* _EXERCISE DIRECTIONS_: Your task is to write out exactly the lines from the line containing "indicate the man's dark" through the end of the records, inclusive at both ends.

* _Items from a data source_:
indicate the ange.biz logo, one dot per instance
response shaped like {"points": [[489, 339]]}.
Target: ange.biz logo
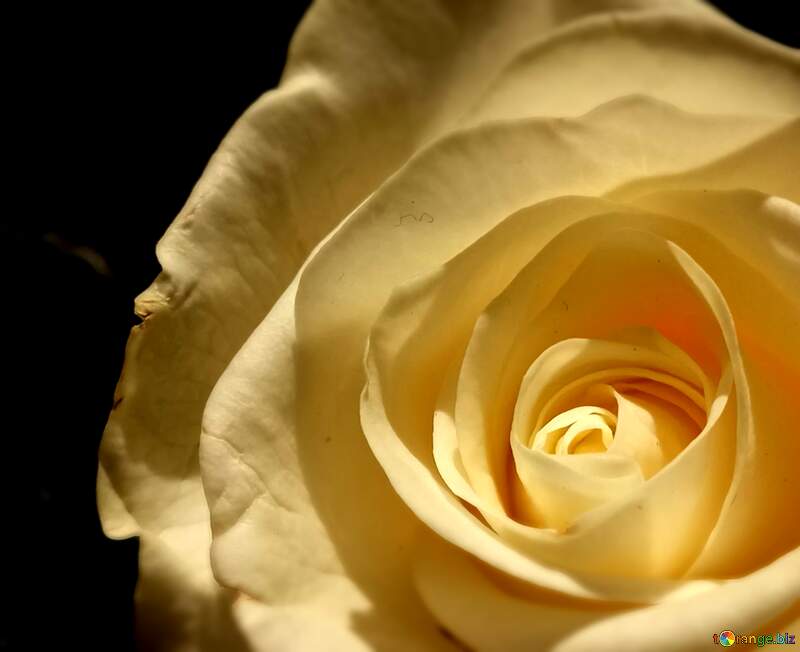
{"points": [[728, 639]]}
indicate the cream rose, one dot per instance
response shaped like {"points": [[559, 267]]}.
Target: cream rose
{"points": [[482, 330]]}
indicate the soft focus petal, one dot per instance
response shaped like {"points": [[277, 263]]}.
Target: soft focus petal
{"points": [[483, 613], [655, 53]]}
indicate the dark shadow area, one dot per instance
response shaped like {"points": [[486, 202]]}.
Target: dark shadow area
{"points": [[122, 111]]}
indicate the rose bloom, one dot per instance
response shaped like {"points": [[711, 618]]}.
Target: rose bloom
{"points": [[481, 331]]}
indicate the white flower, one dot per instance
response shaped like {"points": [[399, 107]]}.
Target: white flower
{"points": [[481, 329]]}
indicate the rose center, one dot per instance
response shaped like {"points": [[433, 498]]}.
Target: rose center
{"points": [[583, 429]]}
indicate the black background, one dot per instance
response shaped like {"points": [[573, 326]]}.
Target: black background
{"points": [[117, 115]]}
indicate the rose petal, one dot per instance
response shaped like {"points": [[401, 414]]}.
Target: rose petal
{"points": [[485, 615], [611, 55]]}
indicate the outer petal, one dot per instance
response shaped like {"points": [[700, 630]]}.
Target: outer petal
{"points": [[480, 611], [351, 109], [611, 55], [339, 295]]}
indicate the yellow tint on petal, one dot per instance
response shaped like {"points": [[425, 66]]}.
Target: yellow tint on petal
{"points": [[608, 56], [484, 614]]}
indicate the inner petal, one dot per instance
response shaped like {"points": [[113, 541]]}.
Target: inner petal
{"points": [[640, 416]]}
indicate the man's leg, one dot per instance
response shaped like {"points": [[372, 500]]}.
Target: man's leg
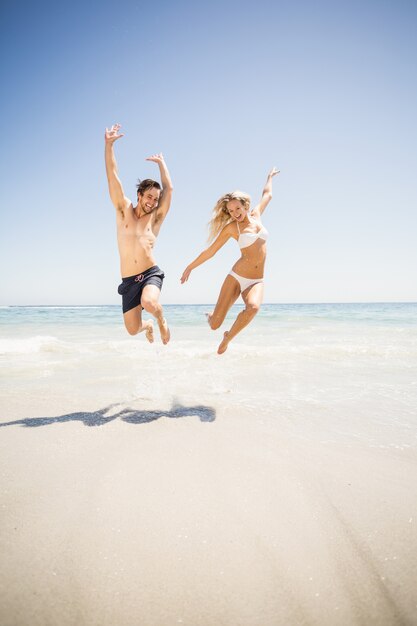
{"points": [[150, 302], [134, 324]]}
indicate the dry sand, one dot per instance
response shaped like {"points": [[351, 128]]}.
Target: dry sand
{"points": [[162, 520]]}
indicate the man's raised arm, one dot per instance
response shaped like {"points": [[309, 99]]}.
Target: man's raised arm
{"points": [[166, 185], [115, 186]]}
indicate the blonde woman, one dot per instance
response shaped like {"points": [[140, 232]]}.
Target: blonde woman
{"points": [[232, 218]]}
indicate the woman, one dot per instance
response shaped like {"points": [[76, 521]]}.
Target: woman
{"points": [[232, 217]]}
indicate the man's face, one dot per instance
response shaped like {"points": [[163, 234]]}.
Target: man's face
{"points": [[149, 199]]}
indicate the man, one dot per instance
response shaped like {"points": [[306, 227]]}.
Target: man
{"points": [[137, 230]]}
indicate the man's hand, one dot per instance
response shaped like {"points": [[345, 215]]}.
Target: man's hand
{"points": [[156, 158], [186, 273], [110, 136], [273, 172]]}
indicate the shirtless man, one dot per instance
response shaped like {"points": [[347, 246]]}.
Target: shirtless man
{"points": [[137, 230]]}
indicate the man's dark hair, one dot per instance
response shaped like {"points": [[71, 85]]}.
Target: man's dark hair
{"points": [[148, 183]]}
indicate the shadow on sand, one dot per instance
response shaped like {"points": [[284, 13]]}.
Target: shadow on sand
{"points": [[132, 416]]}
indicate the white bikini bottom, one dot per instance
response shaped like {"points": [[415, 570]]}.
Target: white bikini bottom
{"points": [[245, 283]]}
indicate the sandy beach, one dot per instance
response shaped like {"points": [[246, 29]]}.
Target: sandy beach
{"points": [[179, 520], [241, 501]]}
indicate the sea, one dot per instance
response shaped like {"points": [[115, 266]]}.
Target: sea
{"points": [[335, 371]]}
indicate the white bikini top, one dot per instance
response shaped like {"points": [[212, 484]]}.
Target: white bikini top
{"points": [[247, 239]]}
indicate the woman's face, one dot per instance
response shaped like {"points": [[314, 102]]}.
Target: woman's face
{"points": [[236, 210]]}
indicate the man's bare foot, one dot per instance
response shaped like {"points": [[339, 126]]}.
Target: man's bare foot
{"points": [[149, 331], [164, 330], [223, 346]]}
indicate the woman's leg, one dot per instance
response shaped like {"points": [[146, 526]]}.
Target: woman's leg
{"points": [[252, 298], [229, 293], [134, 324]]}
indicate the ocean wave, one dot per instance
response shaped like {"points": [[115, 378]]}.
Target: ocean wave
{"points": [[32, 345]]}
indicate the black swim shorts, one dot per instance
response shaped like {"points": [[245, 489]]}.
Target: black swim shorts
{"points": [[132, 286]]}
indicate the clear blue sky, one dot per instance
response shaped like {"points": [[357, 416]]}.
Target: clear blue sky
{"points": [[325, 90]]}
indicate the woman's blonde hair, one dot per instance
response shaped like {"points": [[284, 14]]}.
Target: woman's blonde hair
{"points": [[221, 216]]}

* _WRITTEN ANSWER_:
indicate the man's dark hair, one dot per instance
response shaped like {"points": [[71, 85]]}.
Target: man's dark hair
{"points": [[148, 183]]}
indicate the shadow on sand, one dot per instance
response shaped like {"points": [[284, 13]]}.
Target: shadow on sand
{"points": [[132, 416]]}
indicate the white bikini bottom, one dot per instance
response shaped like {"points": [[415, 570]]}.
Target: white bikini bottom
{"points": [[245, 283]]}
indicate the sandy beach, one dot per instance
response shaped like {"points": [[246, 29]]}.
Target: sandy beach
{"points": [[179, 520], [241, 501]]}
indicate the sea, one dot per instance
response shaped like {"points": [[115, 266]]}.
Target: sea
{"points": [[335, 371]]}
indicate the white bikini top, one dot per instance
response shaped like {"points": [[212, 484]]}.
Target: white bikini top
{"points": [[247, 239]]}
indicate the woman's face, one dot per instance
response shaped like {"points": [[314, 102]]}.
Target: woman's face
{"points": [[236, 210]]}
indicate the man's bare foot, one dot per instance
response shaped like {"points": [[339, 126]]}.
Target: man's bare foot
{"points": [[149, 331], [164, 330], [223, 346]]}
indicate the woman's leg, one dot per instance
response shaped like {"points": [[146, 526]]}.
Target: woman's leg
{"points": [[252, 298], [229, 293], [134, 324]]}
indicate the ocean wave, one dot per instance
response shaped like {"points": [[115, 378]]}.
Target: ocean wave
{"points": [[32, 345]]}
indicate the black swim shorts, one dot per instance
response shaped like {"points": [[245, 489]]}.
Target: black swim shorts
{"points": [[132, 286]]}
indicate the clear blue sky, one dot per instance
response shaped like {"points": [[357, 416]]}.
Target: clear blue sky
{"points": [[325, 90]]}
indicate the woman's blonde hair, one dot per instance
response shaped like {"points": [[284, 14]]}.
Target: woman's blonde hair
{"points": [[221, 216]]}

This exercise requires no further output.